*** Opening Text provided ***

Approved by the Energy, Environment, and Water Policy Committee on March 4, 2022
Approved by the Public Policy and Practice Committee on May 18, 2022
Adopted by the Board of Direction on July 22, 2022
Policy
The American Society of Civil Engineers (ASCE) supports regional sediment management for watershed and coastal zones to ensure ecosystem preservation and sustainable development. Regional sediment management is critical to restoring hydrogeomorphic processes within a watershed, and reducing ecosystem vulnerability, which is essential to ecosystem vitality, balance, and diversity. ASCE supports:
- Managing sediments effectively to mitigate adverse impacts.
- Managing sediments using regional sediment inventories and sediment budgets that consider long-term sustainable inputs, movements, uses, and outputs throughout the system.
- Identifying solutions to mitigate adverse impacts to hydrogeomorphic processes and affected sediment regimes through collaboration between government entities and stakeholders of projects and activities that affect sediment resources.
- Developing mechanisms to resolve conflicts resulting from multiple competing demands for the same sediment source through the collaboration between government entities and stakeholders.
- Establishing regional sediment management activities that focus on restoring natural sediment transport previously disrupted by unsustainable construction and practices.
- Establishing property rights for sediment and the proper legal mechanisms needed to allocate and transfer sediment resources for varying uses through the collaboration between government entities and stakeholders.
- The partnering of governments, regulatory agencies, and private entities responsible for developing, permitting, and executing projects to manage sediments effectively on a regional scale.
Issue
Regional sediment management (RSM) is project management approach that incorporates the principles of integrated watershed resources management and improved dredged material management. RSM recognizes sediment as a resource, and the need to consider projects and actions affecting sediment in a regional context.

*** Closing Text provided ***

_Aim of the exercise_
Carry on the policy statement on regional sediment management from its last sentence. The material that comes next has nothing to do with the work here.

*** Opening Dataset excerpts ***

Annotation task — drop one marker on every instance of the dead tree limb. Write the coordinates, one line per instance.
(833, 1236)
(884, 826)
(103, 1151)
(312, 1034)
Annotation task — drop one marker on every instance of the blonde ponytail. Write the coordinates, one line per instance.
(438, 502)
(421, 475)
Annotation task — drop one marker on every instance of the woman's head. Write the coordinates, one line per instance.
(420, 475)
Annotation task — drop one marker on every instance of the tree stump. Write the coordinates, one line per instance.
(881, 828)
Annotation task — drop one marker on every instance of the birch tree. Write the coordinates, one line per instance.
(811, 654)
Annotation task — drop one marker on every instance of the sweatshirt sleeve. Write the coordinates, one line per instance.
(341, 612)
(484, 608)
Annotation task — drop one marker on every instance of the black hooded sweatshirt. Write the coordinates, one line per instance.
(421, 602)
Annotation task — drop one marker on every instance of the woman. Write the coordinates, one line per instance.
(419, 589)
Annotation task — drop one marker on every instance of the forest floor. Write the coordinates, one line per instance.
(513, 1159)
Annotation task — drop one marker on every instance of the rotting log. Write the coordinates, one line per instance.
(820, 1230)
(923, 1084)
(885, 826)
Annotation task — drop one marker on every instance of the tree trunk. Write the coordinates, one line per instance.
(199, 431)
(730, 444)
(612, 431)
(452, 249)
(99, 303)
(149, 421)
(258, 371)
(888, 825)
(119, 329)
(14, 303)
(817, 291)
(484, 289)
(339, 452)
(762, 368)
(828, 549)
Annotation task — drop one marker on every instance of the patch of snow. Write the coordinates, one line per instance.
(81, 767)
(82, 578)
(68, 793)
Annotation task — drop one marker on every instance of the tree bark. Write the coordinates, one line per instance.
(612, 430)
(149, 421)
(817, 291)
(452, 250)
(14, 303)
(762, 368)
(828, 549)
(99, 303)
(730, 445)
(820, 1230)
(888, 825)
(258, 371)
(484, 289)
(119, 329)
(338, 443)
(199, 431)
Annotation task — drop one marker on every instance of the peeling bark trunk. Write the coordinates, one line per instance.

*** Closing Dataset excerpts ***

_Task response_
Sediment movement and deposition on a regional scale are integral to the key hydrogeomorphic processes critical to ecosystem health associated with waterways and aquatic habitats. Long-term alterations of sediment regimes can significantly change modify critical habitat, stress ecosystem integrity and vitality, and cause regional-scale ecosystem collapse. Degraded ecosystem health translates into an increased risk to life and property, and as increased costs in addressing related social, economic, and environmental problems. Linking sediment management needs and opportunities can enhance the benefits of multiple projects and activities within a region, both economically and environmentally.
Rationale
RSM is critical for preserving and restoring wetlands and other ecosystems. It is also essential restore and support the chemical, physical, and biological integrity and biodiversity of waters and associated aquatic habitats. RSM is integral in the effective implementation of the watershed approach to managing water resources. RSM integrates actions that affect the erosion, transport, deposition, and sediment removal in a region. Knowledge of the sediment system in a region is essential for making local water resource project decisions and setting up longer-range management strategies. Effective implementation of RSM will restore vital hydrogeomorphic processes with related ecological and social benefits.